§ **EXCERPT**
It depends on the "definition of understanding". You could read a book or attend a seminary of popularized physics and still claim to know what GR is about.

Personally I consider mathematics to be the only key for unlocking the knowledge. (Too poetic but still valid!) In this case, the maths that are required (Tensor Calculus, Differential Geometry etc.) could no way be provided in secondary school.

xXIHAYDOIXx
Aug21-11, 10:12 PM
I take it by your saying graduate level that you are in college. I have not taken any GR classes nor am I even in college, but as a general rule, I would usually say that the harder the course, the more you will learn and the faster you will learn it. So if you aren't afraid of a harder course, I would say go for it. If you like it, take even harder courses and so on and so forth.

nlsherrill
Aug21-11, 10:31 PM
It depends on the "definition of understanding". You could read a book or attend a seminary of popularized physics and still claim to know what GR is about.

Personally I consider mathematics to be the only key for unlocking the knowledge. (Too poetic but still valid!) In this case, the maths that are required (Tensor Calculus, Differential Geometry etc.) could no way be provided in secondary school.


...I mean't senior year in college. I'm a sophomore in physics and mathematics.

Trifis
Aug22-11, 04:43 AM
...I mean't senior year in college. I'm a sophomore in physics and mathematics.
Sorry for the misunderstanding. I'm from Europe where serior year means twelfth grade:wink:

kdbnlin78
Aug22-11, 07:36 AM
My PhD c2006 concerned a lot about General Relativity. I don't claim to "know" it but rather I am intruiged by it.

It sounds like you are asking yourself the question of whether I am intruiged enough to follow an advanced course.

I am not familiar with what you have learnt so far but my guess would be that is a further course on GR exists in your college then the content is really likely to be the cool stuff, i.e., for instance GR in cosmological theories, Kerr & Reidster-Nordstrum black holes, stationary black holes and perhaps spinor algebra and the Newman-Penrose formalism.

Hapy hunting!

K^2
Aug22-11, 07:43 AM
Depends on the instructor, honestly. You should talk to whoever is teaching the course, and find out what it's going to be like. It's entirely possible to learn something useful in a course like that without it being way over your head. But no, I wouldn't say you'd understand GR after that.

§ **RECORD LIST**
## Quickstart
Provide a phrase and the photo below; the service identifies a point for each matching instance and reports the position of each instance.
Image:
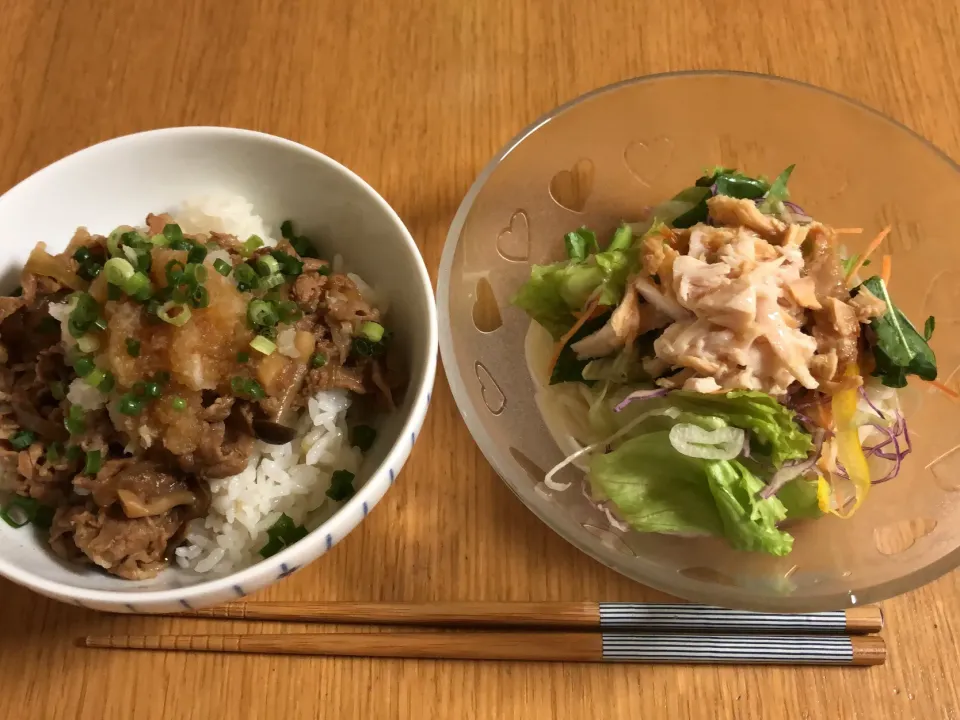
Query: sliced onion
(640, 395)
(794, 469)
(693, 441)
(560, 487)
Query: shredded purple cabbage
(893, 436)
(794, 468)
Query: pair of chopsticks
(545, 631)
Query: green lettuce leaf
(657, 489)
(554, 292)
(773, 429)
(749, 522)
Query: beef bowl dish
(196, 390)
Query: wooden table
(416, 96)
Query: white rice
(222, 212)
(289, 479)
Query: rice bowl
(189, 163)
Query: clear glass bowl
(608, 156)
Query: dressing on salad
(722, 368)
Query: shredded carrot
(885, 268)
(944, 389)
(871, 248)
(587, 313)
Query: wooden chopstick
(584, 615)
(544, 646)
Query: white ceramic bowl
(120, 181)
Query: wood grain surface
(416, 96)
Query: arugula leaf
(778, 191)
(622, 238)
(580, 243)
(726, 182)
(569, 367)
(899, 350)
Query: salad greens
(555, 292)
(899, 350)
(657, 489)
(670, 460)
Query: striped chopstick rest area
(677, 617)
(524, 646)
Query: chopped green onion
(172, 232)
(88, 343)
(270, 281)
(372, 331)
(200, 298)
(83, 366)
(245, 276)
(195, 272)
(341, 486)
(58, 390)
(174, 271)
(130, 404)
(19, 511)
(197, 254)
(76, 328)
(250, 388)
(93, 462)
(364, 437)
(261, 344)
(144, 261)
(136, 283)
(289, 265)
(267, 265)
(253, 242)
(113, 242)
(22, 440)
(106, 385)
(95, 377)
(261, 313)
(173, 313)
(90, 270)
(74, 421)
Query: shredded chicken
(743, 330)
(734, 212)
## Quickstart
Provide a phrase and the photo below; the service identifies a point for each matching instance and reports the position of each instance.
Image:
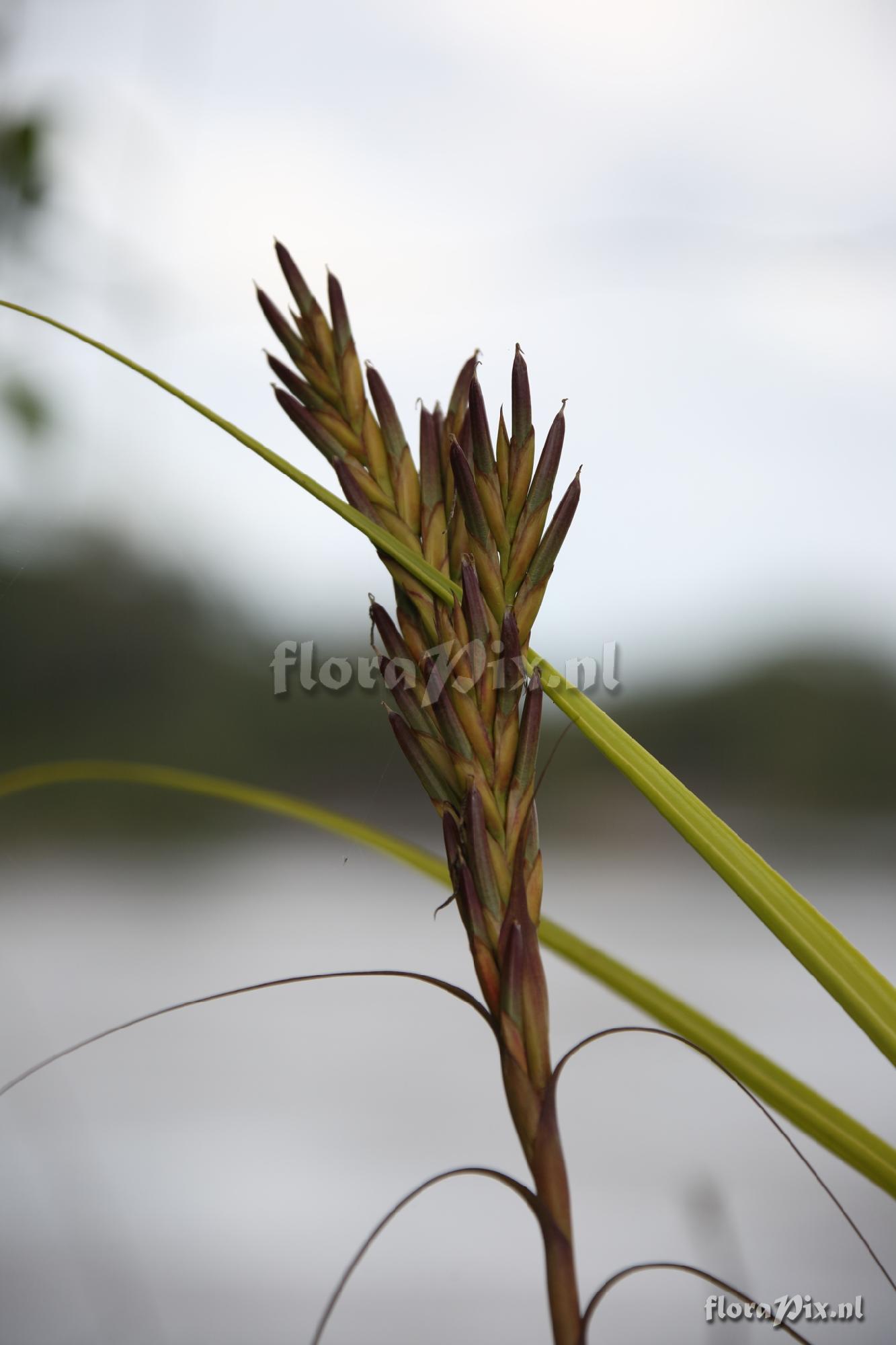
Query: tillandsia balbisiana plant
(470, 552)
(466, 718)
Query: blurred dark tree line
(25, 193)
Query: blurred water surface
(208, 1176)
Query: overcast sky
(685, 213)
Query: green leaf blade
(813, 1114)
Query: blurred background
(686, 216)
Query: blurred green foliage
(25, 188)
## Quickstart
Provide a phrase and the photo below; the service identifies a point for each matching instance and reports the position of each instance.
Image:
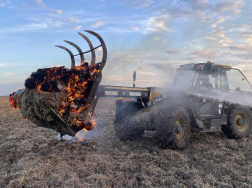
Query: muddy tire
(239, 123)
(173, 128)
(126, 124)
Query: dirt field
(33, 157)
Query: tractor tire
(173, 128)
(239, 123)
(126, 124)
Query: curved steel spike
(104, 48)
(79, 50)
(70, 53)
(90, 46)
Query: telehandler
(203, 96)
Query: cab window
(237, 81)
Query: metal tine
(71, 55)
(90, 46)
(79, 50)
(104, 48)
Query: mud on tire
(126, 124)
(173, 128)
(239, 123)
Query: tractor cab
(210, 88)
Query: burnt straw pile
(60, 98)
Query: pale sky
(152, 37)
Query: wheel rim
(180, 129)
(241, 122)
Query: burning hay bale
(60, 98)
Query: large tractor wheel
(239, 123)
(173, 128)
(126, 124)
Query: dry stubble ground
(32, 157)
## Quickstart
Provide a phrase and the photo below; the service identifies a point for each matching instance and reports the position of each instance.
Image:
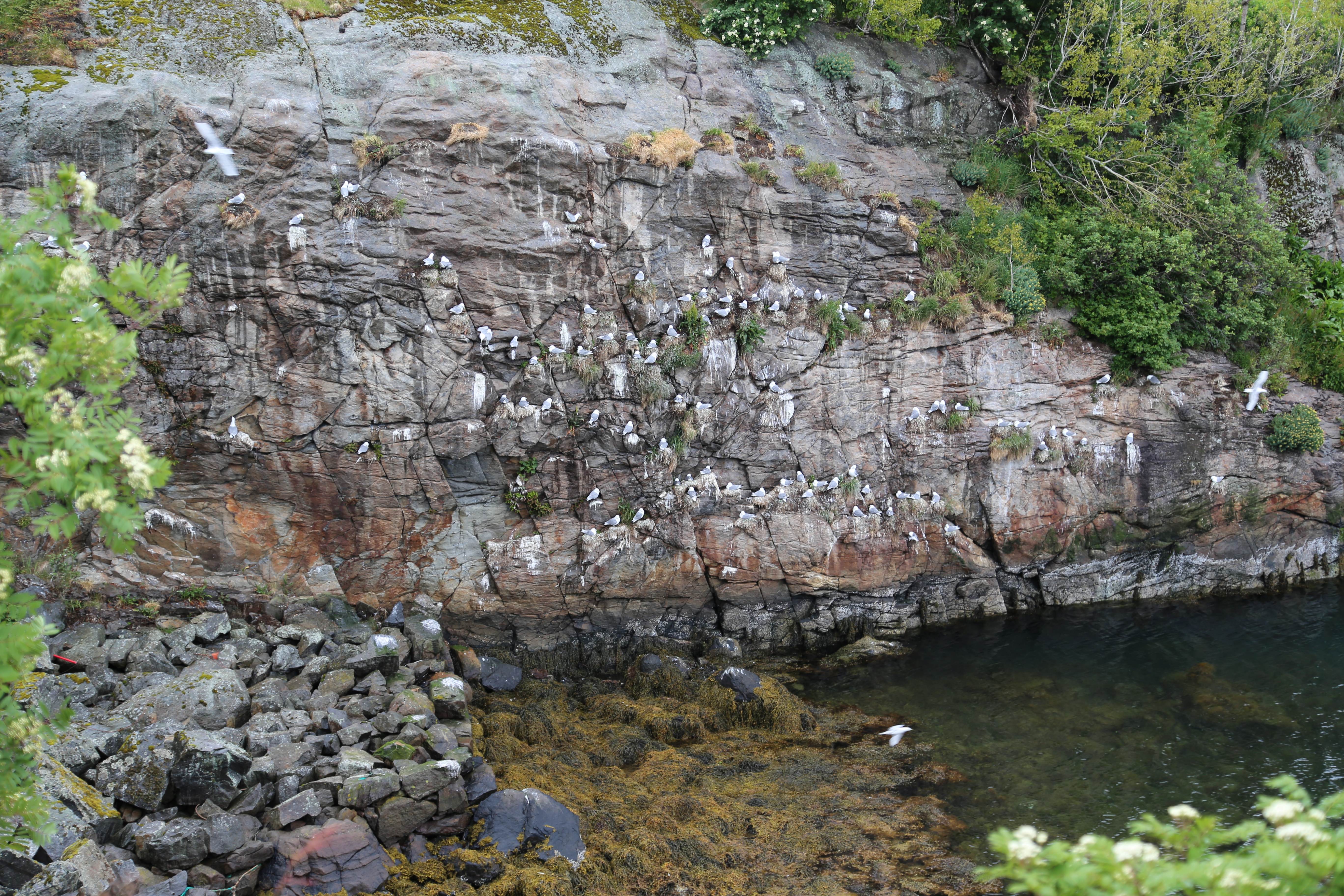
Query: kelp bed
(683, 790)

§ **TASK A**
Transcribe the part of the general relativity thread from "I am not familiar" up to and including "Hapy hunting!".
§ **TASK B**
List every username that appears in the general relativity thread, in order of first appearance.

§ **FULL RESPONSE A**
I am not familiar with what you have learnt so far but my guess would be that is a further course on GR exists in your college then the content is really likely to be the cool stuff, i.e., for instance GR in cosmological theories, Kerr & Reidster-Nordstrum black holes, stationary black holes and perhaps spinor algebra and the Newman-Penrose formalism.

Hapy hunting!

§ **FULL RESPONSE B**
xXIHAYDOIXx
nlsherrill
Trifis
kdbnlin78
K^2